## DOCUMENT SECTION
__________
Hitmetrix - User behavior analytics & recording

Using the 4 Ps of E-Mail Marketing

Anyone who has studied marketing is aware of the four Ps. But did you know e-mail marketing has its own four Ps: permission, privacy, profiling and personalization?

E-mail is arguably the fastest-growing tool available to marketers. More than two-thirds of them use e-mail in some form. And though many marketers concede that their budgets are dwindling, they plan to spend more on e-mail in the coming year.

The reasons for its rising popularity are varied. Many see it as an efficient, cost-effective tool in an era of tight budgets. Overall, it costs less than traditional methods while consistently generating better response rates. Furthermore, e-mail can be tracked at every stage of a marketing campaign. Research also indicates that recipients prefer it over direct mail and other marketing vehicles when it is permission-based.

Permission. Permission is the key to e-mail marketing. What I mean by permission is receiving permission from the end user and keeping it. If you don’t have explicit permission from recipients, you are spamming them. Most e-mail marketers do not spam.

But is e-mail permission what you are really looking for? Some lawmakers are considering permission and privacy laws that include all forms of marketing from direct mail to telemarketing.

In Ontario, for example, the government is proposing detailed privacy and personal-information legislation that would require all marketers to get permission before they collect personal information. Marketers would have to indicate to the consumer how they plan to use this personal information and what mechanism they have in place for consumers to reject this request if they wish. In effect, marketers would be required to receive “marketing permission.” Fines could run as high as $100,000 per violation.

So what is likely to happen when dozens, perhaps hundreds, of marketers converge on the same consumer for marketing permission? My guess is that e-mail marketing fatigue will set in, leading to mass consumer rejection. So why wait for the legislators? Those who take the high road and get permission now will reap financial rewards later.

Privacy. Many e-mail marketers previously bundled the privacy issue with permission. Though both are related, they are very different. Permission, as we have noted, is a request to receive personal information and an invitation to market products or services to individual consumers. Privacy is what e-mail marketers do with the personal information once they receive it and how they keep it private from prying eyes. With identity theft rising and the average person more concerned about privacy issues, organizations that consistently take the privacy high road will endear themselves to customers.

Every company that markets products and services should develop a clear, concise and easy-to-read privacy policy and then implement it. As an example, a national airline company recently contradicted its own privacy policy in the midst of a campaign to communicate that same privacy policy to its customers and other consumers. Not taking your privacy policy seriously can damage brands and corporate reputations.

Profiling. One reason e-mail is an effective marketing tool is its ability to collect data (demographic, psychographic, historical, etc.) and then implement programs to accommodate this information. In its simplest form, profiling is asking recipients about their preferences so marketers can provide them with relevant information and offers on products and services.
__________
Object pointing dataset entries

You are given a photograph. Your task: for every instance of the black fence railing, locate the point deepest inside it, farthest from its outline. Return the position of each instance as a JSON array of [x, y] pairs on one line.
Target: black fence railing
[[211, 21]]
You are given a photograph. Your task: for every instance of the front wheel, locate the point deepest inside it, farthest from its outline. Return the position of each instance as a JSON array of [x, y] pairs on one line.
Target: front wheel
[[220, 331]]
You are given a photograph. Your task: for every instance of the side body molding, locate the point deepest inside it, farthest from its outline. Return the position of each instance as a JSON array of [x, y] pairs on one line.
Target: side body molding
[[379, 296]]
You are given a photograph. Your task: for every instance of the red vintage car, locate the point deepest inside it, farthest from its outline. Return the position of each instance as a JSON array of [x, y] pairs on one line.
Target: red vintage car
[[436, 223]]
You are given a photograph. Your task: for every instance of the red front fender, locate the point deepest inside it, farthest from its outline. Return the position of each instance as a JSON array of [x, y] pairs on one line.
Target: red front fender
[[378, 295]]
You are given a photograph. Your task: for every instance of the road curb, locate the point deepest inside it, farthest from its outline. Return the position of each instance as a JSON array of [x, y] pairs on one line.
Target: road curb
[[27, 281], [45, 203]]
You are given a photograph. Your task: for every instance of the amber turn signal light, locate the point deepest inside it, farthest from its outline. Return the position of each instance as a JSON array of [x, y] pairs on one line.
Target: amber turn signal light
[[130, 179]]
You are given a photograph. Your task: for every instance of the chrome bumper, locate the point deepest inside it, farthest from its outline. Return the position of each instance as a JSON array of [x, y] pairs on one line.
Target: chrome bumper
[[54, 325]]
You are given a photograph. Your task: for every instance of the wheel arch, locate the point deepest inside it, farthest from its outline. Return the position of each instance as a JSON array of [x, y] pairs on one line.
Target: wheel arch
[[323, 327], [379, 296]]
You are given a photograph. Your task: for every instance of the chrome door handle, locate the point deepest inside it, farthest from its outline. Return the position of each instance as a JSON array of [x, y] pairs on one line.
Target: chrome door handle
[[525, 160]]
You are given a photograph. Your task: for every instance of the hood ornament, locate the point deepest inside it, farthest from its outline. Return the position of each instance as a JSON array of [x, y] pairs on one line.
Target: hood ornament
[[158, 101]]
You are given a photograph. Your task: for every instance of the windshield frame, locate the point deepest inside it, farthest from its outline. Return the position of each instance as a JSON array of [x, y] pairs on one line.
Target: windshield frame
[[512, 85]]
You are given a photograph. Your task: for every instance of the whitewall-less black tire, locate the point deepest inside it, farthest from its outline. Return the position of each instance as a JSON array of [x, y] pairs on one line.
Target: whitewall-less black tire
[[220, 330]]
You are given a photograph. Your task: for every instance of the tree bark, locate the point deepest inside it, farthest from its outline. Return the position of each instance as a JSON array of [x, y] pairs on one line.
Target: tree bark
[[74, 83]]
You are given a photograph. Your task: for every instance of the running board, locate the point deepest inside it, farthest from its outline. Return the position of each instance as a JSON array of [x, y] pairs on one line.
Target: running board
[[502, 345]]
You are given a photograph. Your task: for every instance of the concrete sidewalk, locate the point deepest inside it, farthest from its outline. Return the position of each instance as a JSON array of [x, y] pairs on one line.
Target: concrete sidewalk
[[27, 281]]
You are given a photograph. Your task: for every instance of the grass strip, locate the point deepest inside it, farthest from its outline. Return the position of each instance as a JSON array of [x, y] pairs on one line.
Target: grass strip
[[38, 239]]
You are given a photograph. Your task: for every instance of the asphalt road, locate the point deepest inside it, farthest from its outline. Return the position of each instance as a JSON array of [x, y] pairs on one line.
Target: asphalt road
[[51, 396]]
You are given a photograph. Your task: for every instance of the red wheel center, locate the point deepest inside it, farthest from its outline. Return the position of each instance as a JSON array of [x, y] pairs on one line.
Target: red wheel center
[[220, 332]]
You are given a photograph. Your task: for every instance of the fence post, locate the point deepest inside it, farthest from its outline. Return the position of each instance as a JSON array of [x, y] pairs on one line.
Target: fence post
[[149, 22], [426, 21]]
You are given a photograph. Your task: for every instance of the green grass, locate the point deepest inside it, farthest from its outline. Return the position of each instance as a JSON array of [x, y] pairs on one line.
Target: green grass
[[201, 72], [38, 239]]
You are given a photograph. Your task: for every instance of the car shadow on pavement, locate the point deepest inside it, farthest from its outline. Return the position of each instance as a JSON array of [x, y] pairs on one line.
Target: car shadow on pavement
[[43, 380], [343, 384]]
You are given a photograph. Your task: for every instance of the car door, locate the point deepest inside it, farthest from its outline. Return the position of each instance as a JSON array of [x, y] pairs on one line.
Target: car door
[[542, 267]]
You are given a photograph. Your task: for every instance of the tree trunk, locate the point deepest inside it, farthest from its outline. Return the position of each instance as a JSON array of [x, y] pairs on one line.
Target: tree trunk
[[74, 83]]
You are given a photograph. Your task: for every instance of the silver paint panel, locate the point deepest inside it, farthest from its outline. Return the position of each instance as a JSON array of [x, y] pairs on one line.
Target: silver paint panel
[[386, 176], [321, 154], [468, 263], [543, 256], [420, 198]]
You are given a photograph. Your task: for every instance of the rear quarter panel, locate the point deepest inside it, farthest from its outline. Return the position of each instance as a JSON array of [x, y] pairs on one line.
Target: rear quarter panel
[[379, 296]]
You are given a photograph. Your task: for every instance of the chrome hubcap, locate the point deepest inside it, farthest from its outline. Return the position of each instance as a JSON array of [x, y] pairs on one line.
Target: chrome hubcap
__________
## REQUIRED TASK 1
Name the four Ps of e-mail marketing given in the e-mail marketing article.
## REQUIRED TASK 2
In the e-mail marketing article, copy word for word the passage from "Anyone who has" to "the coming year.".

## EXERCISE OUTPUT 1
Permission, privacy, profiling and personalization.

## EXERCISE OUTPUT 2
Anyone who has studied marketing is aware of the four Ps. But did you know e-mail marketing has its own four Ps: permission, privacy, profiling and personalization?

E-mail is arguably the fastest-growing tool available to marketers. More than two-thirds of them use e-mail in some form. And though many marketers concede that their budgets are dwindling, they plan to spend more on e-mail in the coming year.